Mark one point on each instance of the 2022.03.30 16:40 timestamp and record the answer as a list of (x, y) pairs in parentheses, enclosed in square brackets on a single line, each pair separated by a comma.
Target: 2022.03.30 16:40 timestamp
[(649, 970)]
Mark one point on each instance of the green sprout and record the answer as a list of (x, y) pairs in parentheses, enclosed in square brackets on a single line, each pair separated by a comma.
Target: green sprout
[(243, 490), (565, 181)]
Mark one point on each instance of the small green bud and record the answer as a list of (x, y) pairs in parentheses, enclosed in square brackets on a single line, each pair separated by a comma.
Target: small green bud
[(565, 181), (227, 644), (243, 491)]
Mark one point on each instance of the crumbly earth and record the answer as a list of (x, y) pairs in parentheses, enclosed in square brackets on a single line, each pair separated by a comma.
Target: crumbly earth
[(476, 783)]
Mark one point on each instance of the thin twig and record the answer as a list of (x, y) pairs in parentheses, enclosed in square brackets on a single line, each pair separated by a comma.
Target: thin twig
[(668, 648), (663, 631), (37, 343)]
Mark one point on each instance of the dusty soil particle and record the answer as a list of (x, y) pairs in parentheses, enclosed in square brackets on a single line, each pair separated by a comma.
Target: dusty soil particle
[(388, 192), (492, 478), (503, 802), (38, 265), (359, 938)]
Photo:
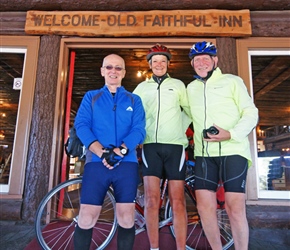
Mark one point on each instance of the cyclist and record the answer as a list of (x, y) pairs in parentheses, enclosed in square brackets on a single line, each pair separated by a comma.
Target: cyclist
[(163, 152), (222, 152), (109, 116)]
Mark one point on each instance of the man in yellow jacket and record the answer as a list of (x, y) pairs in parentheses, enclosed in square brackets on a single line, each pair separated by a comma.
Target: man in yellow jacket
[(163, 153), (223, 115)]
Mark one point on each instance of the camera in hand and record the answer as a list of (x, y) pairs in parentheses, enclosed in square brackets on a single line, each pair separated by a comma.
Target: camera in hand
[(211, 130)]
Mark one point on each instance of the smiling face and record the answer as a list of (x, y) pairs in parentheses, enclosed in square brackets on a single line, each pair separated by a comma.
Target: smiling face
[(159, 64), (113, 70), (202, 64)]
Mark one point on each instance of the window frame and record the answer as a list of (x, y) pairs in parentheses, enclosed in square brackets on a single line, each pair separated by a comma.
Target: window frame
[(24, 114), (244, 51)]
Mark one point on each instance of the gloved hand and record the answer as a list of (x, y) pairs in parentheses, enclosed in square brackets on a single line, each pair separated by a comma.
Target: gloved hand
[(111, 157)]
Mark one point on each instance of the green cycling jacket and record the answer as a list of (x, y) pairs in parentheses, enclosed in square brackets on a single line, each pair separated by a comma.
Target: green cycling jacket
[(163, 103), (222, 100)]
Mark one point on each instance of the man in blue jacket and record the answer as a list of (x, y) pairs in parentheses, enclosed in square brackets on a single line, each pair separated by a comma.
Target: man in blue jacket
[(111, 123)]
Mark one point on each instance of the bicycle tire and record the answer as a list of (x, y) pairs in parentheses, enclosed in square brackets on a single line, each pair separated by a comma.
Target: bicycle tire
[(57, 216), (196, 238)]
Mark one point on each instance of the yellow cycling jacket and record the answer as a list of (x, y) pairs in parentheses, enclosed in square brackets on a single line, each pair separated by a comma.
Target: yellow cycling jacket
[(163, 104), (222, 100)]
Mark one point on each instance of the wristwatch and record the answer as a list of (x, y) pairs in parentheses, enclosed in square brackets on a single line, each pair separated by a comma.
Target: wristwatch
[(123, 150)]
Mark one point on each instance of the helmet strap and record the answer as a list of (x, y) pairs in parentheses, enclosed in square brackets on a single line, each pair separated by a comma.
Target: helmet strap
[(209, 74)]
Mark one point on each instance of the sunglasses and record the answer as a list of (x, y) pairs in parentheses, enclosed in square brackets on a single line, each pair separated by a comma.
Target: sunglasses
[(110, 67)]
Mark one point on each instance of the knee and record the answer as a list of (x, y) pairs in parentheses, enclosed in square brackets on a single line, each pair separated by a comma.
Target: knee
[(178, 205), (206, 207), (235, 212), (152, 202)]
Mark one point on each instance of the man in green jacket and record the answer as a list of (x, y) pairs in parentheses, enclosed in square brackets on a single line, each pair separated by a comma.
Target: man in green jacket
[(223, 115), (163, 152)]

::::::

* _REQUIREMENT_
Return an exact transcription of the entries above, excluding each image.

* _COMPLETED TASK_
Mark one point on each instance of the 2022.03.30 16:40 timestamp and record the answer as a list of (x, y) pairs in parentheses, enclosed in square brackets on a single line, each pair separated by a comma.
Target: 2022.03.30 16:40 timestamp
[(649, 970)]
Mark one point on each instance of the green sprout and record the answer as a list of (x, y) pairs in parentheses, enclosed in square brackets on a single line, each pair separated by a comma.
Target: green sprout
[(243, 490), (565, 181)]
Mark one point on each instance of the small green bud and record the answer as a list of (x, y) pairs in parentheses, enclosed in square brackets on a single line, each pair separated by a comma.
Target: small green bud
[(565, 181), (227, 644), (243, 491)]
Mark one point on each instance of the crumbly earth and record the answer as a list of (x, y) pairs in parentheses, enclosed in square brackets on a single line, each pair separated by a comma.
Target: crumbly earth
[(476, 783)]
Mark one point on each instance of the thin twig and record the answer as a list of (x, y) pairs in parentheses, enclosed in square brackets on a single line, each pair separated by a comma.
Target: thin twig
[(668, 648), (663, 631), (37, 343)]
Mark one point on each instance of the dusty soil particle and record the answer as a list of (x, y) pairs in parentheses, enclosed in square brackets on a single line, each pair separated by a comma.
Target: dusty soil particle
[(388, 192), (492, 478), (503, 802), (38, 265), (359, 938)]
Photo:
Mark one point on each instance of the cyclist and record the answer as a list of (x, y) pairs in parentheses, enclosed in square brackets on a single line, each pair separated by a comma.
Target: cyclist
[(163, 152), (222, 152), (109, 116)]
Mark one point on each instance of the man in yellow jacket and record the answer as a list of (x, y) pairs in parentheses, enclosed in square brackets on a single line, each pair separated by a comma.
Target: man in yellow jacket
[(163, 153), (223, 115)]
Mark one point on each instance of the camera in hand and record the answer as a list of (x, y) pairs in parentheses, enclosed in square brackets on a single line, each pair separated by a comma.
Target: camera in hand
[(211, 130)]
Mark one point on each instance of the smiling face and record the answer as a list of (x, y) pairs in parentheses, enclosed in square brackets on a single line, each pair separated by a comma.
Target: smiling face
[(159, 64), (113, 70), (202, 64)]
Mark one point on each instance of the window frame and record the answer as a list of (x, y) pairs in parentheses, enclosed in square brackets on a single line, each pair separated by a comma.
Target: window frame
[(24, 114), (244, 51)]
Mark one point on each instance of the gloved hand and record the answer as a list of (x, y) pairs in parentheses, enclosed in square brackets on a single line, each pair separated by a comma.
Target: gloved hand
[(111, 157)]
Mark one point on each instance of the green cycling jacket and record the answer as a list of (x, y) pairs in parentheses, enclosed in square brackets on a single line, each pair separated by a comma.
Target: green cycling jacket
[(163, 103), (222, 100)]
Mark one point on each instance of the man in blue jacket and record the answer as a list of (x, y) pairs in parentheses, enclosed in square brackets on a single line, each pair separated by a comma.
Target: man in blue jacket
[(111, 123)]
Mark one point on each instance of the bicycle tire and record the answer as a list of (x, y) pairs in parentheses, enclosed in square brackets on a single line, each pair separated by a comma.
Target: bicycle tire
[(57, 216), (196, 238)]
Mark one point on each instance of the yellow cycling jacket and record the answer as a list of (x, y) pairs in parentheses, enclosed in square brackets on a single line, each pair separated by a comma.
Target: yellow cycling jacket
[(163, 104), (222, 100)]
Mark one point on each instance of the wristwatch and record the answer as a list of (x, y) pairs in parentheses, enclosed in square brackets on a single line, each pair separated by a comma.
Target: wristwatch
[(123, 150)]
Mark one point on each instance of the helmet strap and record the answer as a list of (x, y) pairs in parentheses, enclosed in square brackets on a single line, each pair separated by a comma.
Target: helmet strap
[(209, 74)]
Mark one point on each instance of the sunglasses and record the answer as a list of (x, y) pairs in parentheses, enclosed in square brackets on a single line, each pair separated by a comma.
Target: sunglasses
[(110, 67)]
Mark one point on each instance of the knee and record the answer as a list of (x, y) pairs in parentheses, enclosed in square brackets on a single line, each pair separated by a comma.
Target: knee
[(178, 205), (206, 207), (235, 212), (152, 202)]
Mark one point on each instance of the man in green jacket and record the answer as a list of (x, y) pairs in parentheses, enclosed in square brackets on a single line, each pair separated by a comma.
Target: man in green jacket
[(223, 115), (163, 152)]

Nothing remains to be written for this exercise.